== Document text ==
%%

The U.S. Federal Trade Commission would likely take a dim view of a state law that would force a hospital system to enter into a contract with a health insurance company against its will, according to one health law and antitrust expert.
Such a law -- which would be the first of its kind in the nation -- is being contemplated by the state Legislature.
Last week, the state House Health Committee heard testimony on legislation from Rep. Jim Christiana, R-Beaver, and Rep. Dan Frankel, D-Squirrel Hill, that would essentially force UPMC hospitals and doctors to accept patients who carry Highmark health insurance at in-network rates.
At present, UPMC says that it does not intend to renew its contract with Highmark after the current one between the two Pittsburgh health giants expires at the end of 2014. But Mr. Frankel and Mr. Christiana envision an "any willing insurer" law, which would mean any insurer willing to do business with an integrated health system -- that is, a hospital network with its own insurance company -- would be able to.
The law would essentially turn the country's various state-level, any-willing-provider laws on their heads, said James M. Burns, a Washington, D.C., health law and antitrust attorney at Detroit-based Dickinson Wright.
"In some respects, what goes around comes around," Mr. Burns said. That's because 32 states -- Pennsylvania is not among them -- have enacted any-willing-provider laws over the past three decades. Those laws generally require a health insurer to admit willing providers into the health insurer's approved network, so long as the providers in question meet certain standards.
The laws vary in scope. Delaware's deals exclusively with the interplay between drugstores and pharmaceutical benefits managers, while others, like Georgia's and Idaho's, say insurers "must give all licensed and qualified providers within a defined service the opportunity to become a preferred provider."
But they are similar in spirit in that they try to block the insurance carrier's ability to choose favorites by including some providers, while locking others out. Medical and pharmaceutical providers have been lobbying for such protections for years.
"The providers were clearly the driving force of AWP [laws]," Mr. Burns said. Now, their "success is coming back to haunt them," at least in Pennsylvania, where Highmark is trying to turn the tables.

%%

== Study material ==
%%

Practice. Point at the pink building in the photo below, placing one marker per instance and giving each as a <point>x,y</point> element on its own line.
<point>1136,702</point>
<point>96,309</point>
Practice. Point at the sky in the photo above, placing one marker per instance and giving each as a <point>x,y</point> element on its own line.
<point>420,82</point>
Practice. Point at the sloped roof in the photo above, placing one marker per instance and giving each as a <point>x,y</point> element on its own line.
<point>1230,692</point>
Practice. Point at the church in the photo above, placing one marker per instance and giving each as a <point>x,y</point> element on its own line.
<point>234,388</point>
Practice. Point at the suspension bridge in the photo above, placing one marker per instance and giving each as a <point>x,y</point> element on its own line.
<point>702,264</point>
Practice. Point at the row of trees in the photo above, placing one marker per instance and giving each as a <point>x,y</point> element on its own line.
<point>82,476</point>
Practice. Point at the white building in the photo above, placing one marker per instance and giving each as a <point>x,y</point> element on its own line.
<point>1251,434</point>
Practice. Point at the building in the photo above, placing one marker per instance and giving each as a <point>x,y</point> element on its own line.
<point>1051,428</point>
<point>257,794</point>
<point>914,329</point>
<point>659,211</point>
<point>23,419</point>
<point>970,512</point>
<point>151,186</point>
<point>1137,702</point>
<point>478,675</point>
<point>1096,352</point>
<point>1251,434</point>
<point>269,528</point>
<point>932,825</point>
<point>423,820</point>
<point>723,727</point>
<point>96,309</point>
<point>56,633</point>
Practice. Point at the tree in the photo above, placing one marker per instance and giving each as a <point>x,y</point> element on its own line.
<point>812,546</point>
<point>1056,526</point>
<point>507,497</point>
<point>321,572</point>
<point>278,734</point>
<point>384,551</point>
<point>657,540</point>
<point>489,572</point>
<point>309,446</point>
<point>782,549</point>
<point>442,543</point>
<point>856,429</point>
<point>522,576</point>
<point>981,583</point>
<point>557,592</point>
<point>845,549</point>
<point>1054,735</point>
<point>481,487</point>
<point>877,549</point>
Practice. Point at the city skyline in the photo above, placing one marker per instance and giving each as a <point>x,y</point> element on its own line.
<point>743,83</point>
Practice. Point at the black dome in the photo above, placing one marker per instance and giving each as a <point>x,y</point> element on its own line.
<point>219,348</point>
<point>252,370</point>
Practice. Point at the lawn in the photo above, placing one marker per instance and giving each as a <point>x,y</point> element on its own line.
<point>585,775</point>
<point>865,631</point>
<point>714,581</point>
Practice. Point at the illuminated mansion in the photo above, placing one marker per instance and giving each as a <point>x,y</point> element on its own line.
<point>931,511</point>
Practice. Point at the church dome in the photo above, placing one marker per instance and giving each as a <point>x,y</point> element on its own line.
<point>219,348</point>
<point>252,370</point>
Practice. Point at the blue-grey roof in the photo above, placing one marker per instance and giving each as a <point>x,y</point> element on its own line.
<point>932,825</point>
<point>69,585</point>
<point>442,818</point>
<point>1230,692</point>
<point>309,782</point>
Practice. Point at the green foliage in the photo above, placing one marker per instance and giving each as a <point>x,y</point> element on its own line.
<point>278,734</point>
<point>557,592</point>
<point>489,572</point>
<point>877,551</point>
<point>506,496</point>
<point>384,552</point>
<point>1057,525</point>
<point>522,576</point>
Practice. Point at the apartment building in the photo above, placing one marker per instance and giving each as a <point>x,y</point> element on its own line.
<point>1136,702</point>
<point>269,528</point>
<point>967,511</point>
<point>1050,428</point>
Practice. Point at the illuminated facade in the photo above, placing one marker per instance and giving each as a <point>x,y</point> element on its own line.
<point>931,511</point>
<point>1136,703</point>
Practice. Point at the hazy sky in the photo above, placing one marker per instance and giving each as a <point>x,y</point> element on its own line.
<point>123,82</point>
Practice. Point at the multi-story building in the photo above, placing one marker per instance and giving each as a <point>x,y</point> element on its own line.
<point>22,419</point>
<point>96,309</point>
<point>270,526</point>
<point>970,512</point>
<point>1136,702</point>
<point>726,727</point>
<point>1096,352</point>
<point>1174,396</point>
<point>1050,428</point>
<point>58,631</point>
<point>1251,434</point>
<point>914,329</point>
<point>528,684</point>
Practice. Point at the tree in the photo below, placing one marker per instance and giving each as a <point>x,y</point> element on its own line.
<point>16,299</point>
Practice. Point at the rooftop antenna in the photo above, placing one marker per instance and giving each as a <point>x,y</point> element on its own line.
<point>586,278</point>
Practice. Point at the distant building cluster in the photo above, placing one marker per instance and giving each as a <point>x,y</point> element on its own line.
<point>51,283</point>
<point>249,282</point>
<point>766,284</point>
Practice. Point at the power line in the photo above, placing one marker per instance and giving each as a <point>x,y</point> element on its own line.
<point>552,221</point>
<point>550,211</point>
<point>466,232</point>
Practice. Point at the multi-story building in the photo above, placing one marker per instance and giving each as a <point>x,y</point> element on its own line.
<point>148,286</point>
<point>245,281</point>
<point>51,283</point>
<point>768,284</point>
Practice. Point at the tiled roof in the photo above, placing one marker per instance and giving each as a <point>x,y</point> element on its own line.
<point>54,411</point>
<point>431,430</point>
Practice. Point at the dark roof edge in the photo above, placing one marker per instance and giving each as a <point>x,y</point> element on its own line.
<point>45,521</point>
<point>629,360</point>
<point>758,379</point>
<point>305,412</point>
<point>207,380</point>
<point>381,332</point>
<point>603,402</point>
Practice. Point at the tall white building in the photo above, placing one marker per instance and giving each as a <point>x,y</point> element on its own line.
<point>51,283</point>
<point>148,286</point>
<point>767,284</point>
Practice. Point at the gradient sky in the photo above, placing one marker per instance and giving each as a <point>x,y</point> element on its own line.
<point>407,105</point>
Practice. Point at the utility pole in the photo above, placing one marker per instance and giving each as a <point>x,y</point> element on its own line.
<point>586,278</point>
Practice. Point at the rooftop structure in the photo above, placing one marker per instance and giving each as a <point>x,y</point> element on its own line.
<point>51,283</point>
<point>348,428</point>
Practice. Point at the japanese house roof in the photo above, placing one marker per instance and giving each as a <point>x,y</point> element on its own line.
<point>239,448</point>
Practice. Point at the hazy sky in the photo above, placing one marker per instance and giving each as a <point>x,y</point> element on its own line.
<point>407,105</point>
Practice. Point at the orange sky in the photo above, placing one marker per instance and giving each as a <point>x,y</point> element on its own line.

%%

== Task statement ==
Continue the news article about the proposed "any willing insurer" law in Pennsylvania, picking up right after its last sentence.

== Result of this task ==
The Federal Trade Commission, whose mission is to enforce the rules of the competitive marketplace and vet laws and deals that have the potential to harm competition, could review Pennsylvania's any-willing-insurer law, if it were ever enacted.
"The FTC normally takes a dim view of [any willing provider laws]. I imagine that they would similarly take a dim view of a requirement that [providers] would have to contract with" any and all insurers, Mr. Burns said.
That's because the FTC takes the position that such laws are anti-consumer in that they limit the effectiveness of preferred provider networks, and limit the ability of health insurers to negotiate good prices with hospitals.
The opposite could hold true in the case of an any-willing-insurer law, in that UPMC's ability to negotiate rates and pick business partners would be hampered.
But a dim view is not the same as verboten and, notably, all of the any-willing-provider laws have been allowed to stand by both the FTC and, when challenged, in the courts. In 2003, the U.S. Supreme Court upheld Kentucky's any-willing-provider statutes.
If Pennsylvania were able to pass the nation's first any-willing-insurer law, other insurers will be watching, and other states might do the same. If the legal concept catches fire, hospitals need to watch out, Mr. Burns said.
"We could see a significant change in how health care is delivered, and by whom, and what the cost of it is," he said. It would "not [be a] favorable development for providers."